Location labeling records:
──────────────────────────────
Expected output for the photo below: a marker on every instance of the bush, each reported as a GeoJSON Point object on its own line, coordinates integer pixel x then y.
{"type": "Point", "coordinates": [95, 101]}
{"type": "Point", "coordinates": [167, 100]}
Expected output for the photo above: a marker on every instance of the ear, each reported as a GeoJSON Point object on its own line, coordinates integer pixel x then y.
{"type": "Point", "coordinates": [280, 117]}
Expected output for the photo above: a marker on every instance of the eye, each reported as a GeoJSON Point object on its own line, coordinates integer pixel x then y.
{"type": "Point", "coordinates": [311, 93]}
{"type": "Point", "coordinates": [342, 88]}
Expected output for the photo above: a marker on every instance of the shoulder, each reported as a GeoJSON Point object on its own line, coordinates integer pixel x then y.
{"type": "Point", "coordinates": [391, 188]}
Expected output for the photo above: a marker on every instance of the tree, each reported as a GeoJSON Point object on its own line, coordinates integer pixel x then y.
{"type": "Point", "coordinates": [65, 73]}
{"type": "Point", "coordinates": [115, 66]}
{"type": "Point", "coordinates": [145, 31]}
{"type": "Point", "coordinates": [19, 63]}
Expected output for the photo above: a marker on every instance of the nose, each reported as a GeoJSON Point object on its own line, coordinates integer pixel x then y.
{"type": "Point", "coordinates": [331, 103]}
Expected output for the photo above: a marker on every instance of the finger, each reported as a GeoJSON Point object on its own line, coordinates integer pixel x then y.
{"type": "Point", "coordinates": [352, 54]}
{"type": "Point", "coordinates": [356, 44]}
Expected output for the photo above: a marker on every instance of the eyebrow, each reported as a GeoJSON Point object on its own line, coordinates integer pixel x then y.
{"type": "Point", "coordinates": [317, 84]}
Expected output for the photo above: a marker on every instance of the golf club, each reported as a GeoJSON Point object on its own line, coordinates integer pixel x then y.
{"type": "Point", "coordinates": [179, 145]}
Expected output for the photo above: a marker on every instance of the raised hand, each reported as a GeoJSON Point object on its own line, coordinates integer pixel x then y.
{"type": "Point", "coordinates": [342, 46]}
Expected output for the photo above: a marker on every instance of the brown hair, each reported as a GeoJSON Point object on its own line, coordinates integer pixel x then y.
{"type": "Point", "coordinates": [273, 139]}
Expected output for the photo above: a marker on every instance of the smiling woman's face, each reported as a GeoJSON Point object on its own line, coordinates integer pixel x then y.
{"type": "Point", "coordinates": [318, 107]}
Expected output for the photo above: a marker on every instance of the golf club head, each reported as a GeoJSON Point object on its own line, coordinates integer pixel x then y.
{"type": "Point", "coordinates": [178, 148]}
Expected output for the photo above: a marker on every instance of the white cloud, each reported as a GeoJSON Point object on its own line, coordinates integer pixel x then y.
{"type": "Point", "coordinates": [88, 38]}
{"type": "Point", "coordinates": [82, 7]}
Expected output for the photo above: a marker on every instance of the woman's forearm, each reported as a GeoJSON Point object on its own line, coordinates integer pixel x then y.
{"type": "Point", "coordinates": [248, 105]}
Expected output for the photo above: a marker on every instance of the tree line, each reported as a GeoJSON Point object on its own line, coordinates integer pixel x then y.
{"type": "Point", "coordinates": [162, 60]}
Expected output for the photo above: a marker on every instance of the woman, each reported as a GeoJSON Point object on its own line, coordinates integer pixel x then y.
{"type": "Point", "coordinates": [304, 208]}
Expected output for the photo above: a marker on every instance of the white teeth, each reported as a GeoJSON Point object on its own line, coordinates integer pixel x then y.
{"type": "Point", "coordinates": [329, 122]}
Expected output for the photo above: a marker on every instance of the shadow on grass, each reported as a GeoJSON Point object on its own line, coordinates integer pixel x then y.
──────────────────────────────
**WHAT IS EXPECTED**
The records above need to be transcribed in full. Keep every character unchanged.

**EXERCISE RESPONSE**
Expected output for the photo below: a marker on every instance of the bush, each reported as a GeoJSON Point object on its own line, coordinates integer pixel x then y.
{"type": "Point", "coordinates": [95, 101]}
{"type": "Point", "coordinates": [167, 100]}
Expected output for the photo above: a marker on every instance of the ear, each reported as a GeoJSON Point object on its own line, coordinates integer pixel x then y.
{"type": "Point", "coordinates": [280, 117]}
Expected output for the photo above: a marker on every instance of the eye, each reported as a GeoJSON Point object on its own line, coordinates integer pixel x then y.
{"type": "Point", "coordinates": [311, 93]}
{"type": "Point", "coordinates": [342, 88]}
Expected output for the photo above: a marker on every instance of the shoulder, each reported as a GeoJSON Point object on its own line, coordinates integer pixel x then y.
{"type": "Point", "coordinates": [391, 188]}
Expected output for the photo above: a marker on every instance of the tree, each reported as a GeoJSON Point object on its own line, coordinates integer pixel x then y.
{"type": "Point", "coordinates": [65, 73]}
{"type": "Point", "coordinates": [115, 66]}
{"type": "Point", "coordinates": [145, 31]}
{"type": "Point", "coordinates": [19, 63]}
Expected output for the photo above: a marker on every instance of the nose, each reported as a GeoJSON Point object on its own line, coordinates integer pixel x then y.
{"type": "Point", "coordinates": [331, 103]}
Expected output for the photo above: a marker on every instance of the finger, each reported as a GeoJSON Point object on its own line, coordinates integer pixel x then y.
{"type": "Point", "coordinates": [352, 54]}
{"type": "Point", "coordinates": [356, 44]}
Expected output for the photo above: a marker on every instance of the eyebrow, each reported as a GeoJSON Point object on its own line, coordinates integer pixel x then y.
{"type": "Point", "coordinates": [317, 84]}
Expected output for the photo above: a marker on every instance of the golf club, each reported as a GeoJSON Point object on its own line, coordinates integer pixel x then y.
{"type": "Point", "coordinates": [179, 145]}
Expected output for the photo above: a marker on every instance of the raised hand, each reported as a GeoJSON Point object on its own line, coordinates integer pixel x then y.
{"type": "Point", "coordinates": [342, 46]}
Expected output for the photo above: a marker on every instance of the brown hair, each reported as a GeoJSON Point object on its own line, coordinates integer pixel x then y.
{"type": "Point", "coordinates": [273, 139]}
Expected output for the photo above: a marker on every instance of the smiling woman's face, each reported as a GeoJSON Point object on its own line, coordinates integer pixel x then y.
{"type": "Point", "coordinates": [318, 107]}
Expected output for the photo above: a marker on every instance of the golf club head, each reported as a GeoJSON Point object on its own line, coordinates integer pixel x then y.
{"type": "Point", "coordinates": [178, 148]}
Expected output for the photo above: a marker on every instance of the white cloud, each reported as a GeoJSON Point object on its own line, coordinates integer pixel x then y.
{"type": "Point", "coordinates": [88, 38]}
{"type": "Point", "coordinates": [82, 7]}
Expected output for the photo above: a marker on every instance of the woman's forearm, each reported as a GeoJSON Point object on its own line, coordinates integer pixel x then y.
{"type": "Point", "coordinates": [248, 105]}
Expected output for the photo above: a marker on every instance of the tree line, each reported as a GeoJSON Point object on its own line, coordinates integer pixel x then y.
{"type": "Point", "coordinates": [162, 60]}
Expected output for the photo above: a marker on every instance of the woman, each reported as a GeoJSON Point object on its own line, coordinates integer pixel x then y.
{"type": "Point", "coordinates": [304, 208]}
Expected output for the photo above: a marker on every instance of the white teeth, each reported as a GeoJSON Point object on its own line, coordinates integer pixel x then y.
{"type": "Point", "coordinates": [329, 122]}
Expected output for the photo above: a marker on every instance of the shadow on grass, each reported as a GeoJSON Point object on its own line, coordinates integer pixel x then y.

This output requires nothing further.